Point localization data -

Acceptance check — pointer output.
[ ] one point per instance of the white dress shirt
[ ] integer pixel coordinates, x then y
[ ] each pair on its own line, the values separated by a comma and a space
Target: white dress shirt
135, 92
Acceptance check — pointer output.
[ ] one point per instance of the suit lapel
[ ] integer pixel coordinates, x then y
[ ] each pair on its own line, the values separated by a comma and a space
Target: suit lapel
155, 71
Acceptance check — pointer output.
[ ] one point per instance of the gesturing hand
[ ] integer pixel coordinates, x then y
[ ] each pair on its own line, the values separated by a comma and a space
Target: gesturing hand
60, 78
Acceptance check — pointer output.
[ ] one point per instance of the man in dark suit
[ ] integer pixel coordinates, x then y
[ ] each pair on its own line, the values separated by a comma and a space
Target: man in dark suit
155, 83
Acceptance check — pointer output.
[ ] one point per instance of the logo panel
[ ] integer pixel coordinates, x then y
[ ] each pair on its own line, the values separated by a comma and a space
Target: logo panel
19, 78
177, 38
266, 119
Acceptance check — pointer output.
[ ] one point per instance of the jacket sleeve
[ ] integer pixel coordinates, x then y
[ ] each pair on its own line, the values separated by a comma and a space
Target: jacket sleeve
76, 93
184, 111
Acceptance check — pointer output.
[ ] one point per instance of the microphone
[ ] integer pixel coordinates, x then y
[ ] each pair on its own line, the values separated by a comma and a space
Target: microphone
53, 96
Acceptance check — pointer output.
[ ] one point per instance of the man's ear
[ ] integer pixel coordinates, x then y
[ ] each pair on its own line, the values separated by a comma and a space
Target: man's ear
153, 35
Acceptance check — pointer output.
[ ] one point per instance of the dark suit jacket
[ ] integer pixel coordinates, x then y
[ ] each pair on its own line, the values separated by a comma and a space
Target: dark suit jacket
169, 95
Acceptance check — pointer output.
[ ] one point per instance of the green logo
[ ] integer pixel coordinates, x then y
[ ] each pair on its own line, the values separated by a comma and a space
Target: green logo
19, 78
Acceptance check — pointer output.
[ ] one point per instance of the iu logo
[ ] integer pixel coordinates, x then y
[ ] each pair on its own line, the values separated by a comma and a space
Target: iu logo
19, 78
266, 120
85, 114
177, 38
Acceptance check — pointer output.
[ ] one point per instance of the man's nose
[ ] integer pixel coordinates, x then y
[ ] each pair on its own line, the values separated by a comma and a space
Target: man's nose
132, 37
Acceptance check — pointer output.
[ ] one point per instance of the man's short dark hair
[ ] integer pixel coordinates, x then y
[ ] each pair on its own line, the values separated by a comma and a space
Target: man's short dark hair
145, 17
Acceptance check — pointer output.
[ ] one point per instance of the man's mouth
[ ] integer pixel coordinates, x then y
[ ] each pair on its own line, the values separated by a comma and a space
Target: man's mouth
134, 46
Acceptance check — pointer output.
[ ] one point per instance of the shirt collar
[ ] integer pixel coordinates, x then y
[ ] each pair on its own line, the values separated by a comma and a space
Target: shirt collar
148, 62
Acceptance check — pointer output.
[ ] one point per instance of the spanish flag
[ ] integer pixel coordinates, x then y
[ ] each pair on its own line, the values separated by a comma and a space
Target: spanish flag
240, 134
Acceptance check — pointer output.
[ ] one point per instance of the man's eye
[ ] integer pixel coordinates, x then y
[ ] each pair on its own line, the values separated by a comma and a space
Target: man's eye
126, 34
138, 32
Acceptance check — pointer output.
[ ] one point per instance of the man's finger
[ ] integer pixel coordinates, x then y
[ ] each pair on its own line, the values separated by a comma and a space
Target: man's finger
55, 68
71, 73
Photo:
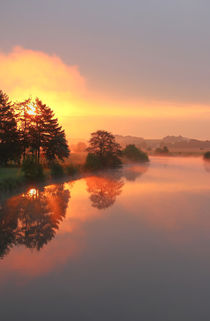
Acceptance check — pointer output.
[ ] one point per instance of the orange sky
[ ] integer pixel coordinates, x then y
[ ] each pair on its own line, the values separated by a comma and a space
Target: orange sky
82, 110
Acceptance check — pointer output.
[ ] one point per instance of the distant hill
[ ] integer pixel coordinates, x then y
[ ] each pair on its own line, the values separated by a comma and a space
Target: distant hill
174, 143
126, 140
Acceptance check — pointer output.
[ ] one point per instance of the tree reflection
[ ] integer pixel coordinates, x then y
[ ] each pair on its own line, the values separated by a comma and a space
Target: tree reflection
106, 186
104, 190
32, 219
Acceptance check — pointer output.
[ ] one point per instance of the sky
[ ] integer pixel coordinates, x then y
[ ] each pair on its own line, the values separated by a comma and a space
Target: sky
134, 67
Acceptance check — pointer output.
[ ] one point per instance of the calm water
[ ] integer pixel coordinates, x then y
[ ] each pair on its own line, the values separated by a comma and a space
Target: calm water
127, 245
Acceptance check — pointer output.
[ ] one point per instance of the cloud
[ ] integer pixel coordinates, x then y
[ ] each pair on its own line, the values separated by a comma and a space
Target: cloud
27, 73
81, 110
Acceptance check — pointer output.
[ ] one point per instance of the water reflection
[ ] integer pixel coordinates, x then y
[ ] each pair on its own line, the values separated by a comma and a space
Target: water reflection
106, 186
104, 190
32, 218
206, 164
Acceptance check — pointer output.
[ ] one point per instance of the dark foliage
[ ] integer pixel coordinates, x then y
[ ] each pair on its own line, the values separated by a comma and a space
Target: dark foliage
31, 169
10, 147
56, 170
103, 150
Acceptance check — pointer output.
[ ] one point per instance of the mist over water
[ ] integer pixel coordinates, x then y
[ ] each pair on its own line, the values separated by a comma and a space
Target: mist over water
131, 244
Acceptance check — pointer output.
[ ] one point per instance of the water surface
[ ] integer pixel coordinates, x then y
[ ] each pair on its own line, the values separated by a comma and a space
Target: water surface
131, 245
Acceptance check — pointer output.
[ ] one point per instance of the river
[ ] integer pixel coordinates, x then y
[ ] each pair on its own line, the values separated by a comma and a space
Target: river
128, 245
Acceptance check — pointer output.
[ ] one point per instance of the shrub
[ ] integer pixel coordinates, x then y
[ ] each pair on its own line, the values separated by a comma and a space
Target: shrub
56, 170
135, 154
31, 169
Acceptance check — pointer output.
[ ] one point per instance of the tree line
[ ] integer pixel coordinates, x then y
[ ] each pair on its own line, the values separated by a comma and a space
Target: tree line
29, 129
30, 133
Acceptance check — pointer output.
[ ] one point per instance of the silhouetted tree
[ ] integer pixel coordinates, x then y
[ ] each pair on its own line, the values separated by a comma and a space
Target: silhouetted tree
40, 131
135, 154
10, 148
104, 148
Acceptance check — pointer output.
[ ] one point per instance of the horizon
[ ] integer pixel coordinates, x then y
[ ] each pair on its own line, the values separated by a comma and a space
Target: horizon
111, 65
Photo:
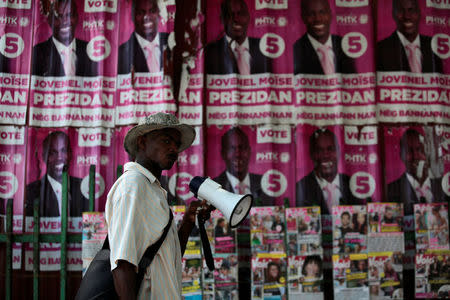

What you need to do - Repeat the preceding records precisely, and leave every picture out of the copy.

Response below -
Acceptance check — pointer output.
[ ] one point per instance of the white dress shirt
[ ] integer pixel coordinates, x then y
[ ] each pair on its own line, the values separated by a comma and a space
Target: white dress shirt
135, 92
Acceptance check — pointer output.
[ ] one point per instance of the suit lapel
[ ] integer pixel coordinates, x then y
[ ] each pair on its own line, the values separated by a comma and a space
Target: suit lapel
155, 71
Acceptance check — pointer output.
[ ] one point per instance of the gesturing hand
[ ] integer pixel coordinates, x then y
[ ] each pair on its own line, the values separated by a comma and a space
Target: gesturing hand
60, 78
Acceptance check — pointer output.
[ ] one point per instance of the man in dark suit
[ ] integer pixel coordinates, x then y
[ ] each pair on its own line, the values separated by a comma and a space
Target: man in dark suit
155, 83
Acceptance check — pointer output.
[ ] one point per instance of the logo panel
[ ] integer pixel coordinates, x then y
[ ] each pair on its own line, the values separated by a comma and a space
Target: logo panel
19, 78
177, 38
266, 119
Acceptance check — pointer output.
[ ] one point per instance of the jacket sleeve
[ ] integer pixel coordinates, x then y
[ ] each pair on its own line, the values separated by a comma and a space
Target: jacket sleeve
76, 93
184, 111
Acceptance check — pointer output.
[ ] one point per instance of the microphone
[ ] integer pixel coordinates, x then y
[ ] each pair on its own line, the values separated by a comma and a space
Target: microphone
53, 96
Acceptance check — pointer output.
[ ] one point per instance of the man's ear
[ ] integer pixel coordinates, x then y
[ ] each pair on its own line, the values separated by a comma and a space
Target: man's ear
153, 35
Acceptance check — pointer output.
[ ] one point per instance of the dark suit jacket
[ ] integer pixel coordinates, x then y
[ ] each pair on its own line, the values separated by a comma and a space
Target: dark suit jacket
169, 95
Acceptance check — pointer output.
[ ] one point per instance of the green logo
[ ] integer pixel coordinates, x then y
[ ] each pair on its own line, the values separated by a comma and a space
Target: green logo
19, 78
Acceptance check — pointer output.
[ ] one point per instance of the iu logo
[ ] integer pixel coordinates, x then y
[ ] each pair on its own line, the values separated by a comma and a space
Target: iu logo
19, 78
266, 120
85, 114
177, 38
Acceptance check — pointer output.
[ ] one point per instance of the man's nose
[ ] integer pixel coordinates, x then y
[ ] each pair on its own line, the values separated by a comma and a space
Target: man's nose
132, 37
Acceptance check — pointer output.
[ ] one point per instance of the man's short dark hair
[ ] integer pixel coordinates, x then y
[ ] each pair on its own line, the values separated by a comma and a space
Target: man's short dark hair
145, 17
Acceptance check — pointer output.
[ ] one point per instance of the man's mouth
[ ] integer pixel coordinates, x then y
[ ] each pair on its own line, the values separated by a comma and a space
Target: man's mouth
134, 46
Acceptance check — pointer output.
[ ] one point per instance of the shirt collar
[ ] integer pixel coordinates, x then y
[ ] each pair on its own line, the values separated by a comma and a space
Target: shirt collar
148, 62
Acceptance check — pointer output.
[ ] one point per instance of the spanish flag
[ ] integer pixel coordinates, x then y
[ ] each pair on its own line, the values separated by a comma and a space
Target: spanish flag
240, 134
Acceptance check — pointer output.
[ ] one point per instance of the man's eye
[ ] integer pixel coordinates, x then y
[ ] each pair on its own line, the values separated by a comma and a space
Target: man's eye
126, 34
138, 32
Acceptance check — pointer output.
[ ] one point per instance of the man's finger
[ ] integer pixel coordinates, x then y
[ ] each pair on its own line, the values separated by a comma and a space
Target: man's finger
55, 68
71, 73
Photo:
Acceptance check — pointer output.
[ ] one point per instance of the orange sky
[ ] integer pixel coordinates, x then y
[ ] each pair on its own line, the values separated by a comma and a space
Target: orange sky
82, 110
Acceptance check — pointer output.
[ ] one point per instance of the distant hill
[ ] integer pixel coordinates, x then y
[ ] each pair on its own line, the values separated by a comma and a space
Target: distant hill
174, 143
126, 140
Acceptance check — pointer output.
[ ] one point per instance of the tree reflection
[ ] integer pixel coordinates, x then y
[ ] each pair on its own line, the values separated by a comma and a space
Target: tree reflection
106, 186
104, 190
32, 219
Acceptance check — pointer output.
[ ] one point per instance of the sky
[ ] integer pixel coordinates, x then y
[ ] each pair on its own line, the values separated by a comma and a space
Target: sky
134, 67
Acceptance check — pointer output.
[ ] one point per instance of the calm water
[ ] integer pixel coordinates, x then y
[ ] each pair on its own line, the values separated by a comma and a space
Target: calm water
127, 245
Acceptance check — pointer output.
[ ] one point per instance of the cloud
[ ] integer pixel coordinates, x then y
[ ] each pair on its own line, the values separated by a comma and a space
Target: cloud
27, 73
81, 110
Acceptance check — pointer output.
[ ] one point per instance of the water reflection
[ ] integer pixel coordinates, x then y
[ ] each pair on its own line, the values separated by a comma and a space
Target: water reflection
106, 186
104, 190
32, 218
206, 164
Acceptance check — pointer output.
[ ] one point per instance of the dark foliage
[ ] integer pixel coordinates, x then y
[ ] each pair on its own line, the values separated by a comma and a space
Target: dark foliage
31, 169
10, 147
56, 170
103, 150
Acceptance check — pointer output.
[ ] one point per instance of the mist over water
[ ] integer pixel coordinates, x then y
[ ] each pair on its own line, the values separated by a comma and a space
Target: mist over water
131, 244
Acceptance check — pointer output.
[ ] one point per instance of the water surface
[ ] integer pixel coordinates, x then y
[ ] each pair on its own line, the values separated by a comma and a space
Target: water surface
131, 245
Acceptance check — pointer output.
[ ] one point per instance of the river
[ ] integer pixel coordinates, x then y
[ ] each pair on its own line, the values separated by a comma and a space
Target: river
128, 245
Acceptance check — pointer output.
[ ] one point per instance of the shrub
[ ] integer pixel coordinates, x then y
[ ] each pair on its own line, the values separated by a comma and a space
Target: shrub
56, 170
135, 154
31, 169
Acceptance check — pointer output.
[ ] one point per instance of the tree line
[ ] integer pixel coordinates, x then y
[ ] each pair on its own line, the values separated by a comma and a space
Target: tree line
29, 129
30, 133
Acceptance check — pointer output.
[ ] one point per instance of the silhouetted tree
[ ] integer pixel coordinates, x then y
[ ] each pair on its own line, the values separated by a comma and a space
Target: silhouetted tree
40, 131
135, 154
10, 148
104, 148
Acceptance check — pointer output.
[ ] one point per instance of the horizon
[ ] integer pixel coordinates, x then y
[ ] each pair on its own line, the values separated by a comma and a space
Target: horizon
111, 65
Photo:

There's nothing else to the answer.